_Data listing_

• • • •

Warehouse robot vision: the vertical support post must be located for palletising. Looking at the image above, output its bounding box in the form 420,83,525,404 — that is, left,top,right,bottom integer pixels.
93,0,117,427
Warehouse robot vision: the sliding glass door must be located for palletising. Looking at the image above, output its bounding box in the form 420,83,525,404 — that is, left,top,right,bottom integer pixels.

• • • •

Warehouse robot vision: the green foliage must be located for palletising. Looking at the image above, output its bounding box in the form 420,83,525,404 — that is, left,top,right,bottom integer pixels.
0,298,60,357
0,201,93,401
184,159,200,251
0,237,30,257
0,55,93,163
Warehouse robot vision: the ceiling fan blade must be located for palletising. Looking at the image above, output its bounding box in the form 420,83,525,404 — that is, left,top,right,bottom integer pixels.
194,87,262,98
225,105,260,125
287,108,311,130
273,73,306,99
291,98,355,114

• • • •

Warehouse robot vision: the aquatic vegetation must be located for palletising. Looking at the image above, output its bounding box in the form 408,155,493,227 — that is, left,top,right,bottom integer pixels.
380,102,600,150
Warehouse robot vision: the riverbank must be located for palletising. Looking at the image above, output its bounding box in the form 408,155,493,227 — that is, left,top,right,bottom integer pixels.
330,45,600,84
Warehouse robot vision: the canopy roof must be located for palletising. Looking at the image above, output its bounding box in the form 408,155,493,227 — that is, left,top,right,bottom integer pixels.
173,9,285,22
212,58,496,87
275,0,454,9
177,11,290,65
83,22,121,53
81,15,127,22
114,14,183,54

• • • •

_Problem to solve_
Convert the part of the data above that opens with the line containing "Warehouse robot vision: the riverbank" and closes with the line containing "114,14,183,54" into a numbered list, leaving out any blank lines. Include both of those lines and nothing outside them.

_The result_
1. Warehouse robot vision: the riverbank must be located for palletising. Looking at the image above, output its bounding box in the form 408,155,493,227 — that is, left,top,right,bottom integer pixels.
2. 330,45,600,84
3. Warehouse robot vision: the canopy roof must be located for palletising. Looking at the image above, output its bounding box in the form 408,155,493,227 — that is, left,top,right,bottom integer pixels.
4. 173,9,285,22
5. 212,58,496,87
6. 275,0,454,9
7. 177,11,290,65
8. 83,22,121,53
9. 81,15,127,22
10. 114,14,183,54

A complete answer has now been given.